- Exercise description
Starting at the line that contains "Objective — one point on each instance of the overhead", print every remaining line of the entries, unchanged, and output nothing more.

- Given records
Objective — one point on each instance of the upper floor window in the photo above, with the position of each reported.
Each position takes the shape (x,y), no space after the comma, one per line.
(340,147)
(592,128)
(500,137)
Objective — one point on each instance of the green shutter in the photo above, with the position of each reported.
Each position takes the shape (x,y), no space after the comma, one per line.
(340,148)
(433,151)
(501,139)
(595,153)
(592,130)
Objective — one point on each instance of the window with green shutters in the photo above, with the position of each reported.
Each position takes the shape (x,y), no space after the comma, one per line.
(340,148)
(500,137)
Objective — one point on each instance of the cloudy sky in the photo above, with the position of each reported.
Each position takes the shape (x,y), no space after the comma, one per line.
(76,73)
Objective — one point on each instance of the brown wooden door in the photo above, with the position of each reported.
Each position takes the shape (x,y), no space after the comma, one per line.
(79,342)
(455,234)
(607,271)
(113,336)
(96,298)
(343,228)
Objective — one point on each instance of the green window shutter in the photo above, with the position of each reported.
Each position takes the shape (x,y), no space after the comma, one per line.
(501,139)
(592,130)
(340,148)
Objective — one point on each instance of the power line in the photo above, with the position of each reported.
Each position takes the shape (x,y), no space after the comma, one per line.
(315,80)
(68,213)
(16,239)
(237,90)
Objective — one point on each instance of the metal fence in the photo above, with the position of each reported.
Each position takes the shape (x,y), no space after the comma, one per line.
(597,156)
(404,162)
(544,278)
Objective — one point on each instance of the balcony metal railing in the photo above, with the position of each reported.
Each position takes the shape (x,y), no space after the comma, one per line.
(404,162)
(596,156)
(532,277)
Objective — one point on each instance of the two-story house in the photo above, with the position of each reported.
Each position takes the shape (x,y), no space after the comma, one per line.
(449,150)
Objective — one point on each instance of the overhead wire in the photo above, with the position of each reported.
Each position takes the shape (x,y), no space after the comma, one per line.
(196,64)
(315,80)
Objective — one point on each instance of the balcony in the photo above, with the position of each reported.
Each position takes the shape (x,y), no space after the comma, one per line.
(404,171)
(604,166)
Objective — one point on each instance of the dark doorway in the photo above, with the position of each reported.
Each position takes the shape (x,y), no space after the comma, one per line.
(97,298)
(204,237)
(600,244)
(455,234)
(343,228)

- Full output
Objective — one point on each instance of the overhead wire in the photo above, with the position of each reported.
Each position takes the shape (x,y), no space after the comma, one per line.
(196,64)
(315,80)
Objective — one point on each instance of the balcony in the photo above, with the position of each reported.
Each position takes the shape (x,y), no space after the comma, one per line.
(404,171)
(604,166)
Objective — one point on each instance of the dark doorway in the photo above, with the position of each reported.
Each position takes the shape (x,y), no space after the comma, one per line.
(97,298)
(204,237)
(600,244)
(455,234)
(343,228)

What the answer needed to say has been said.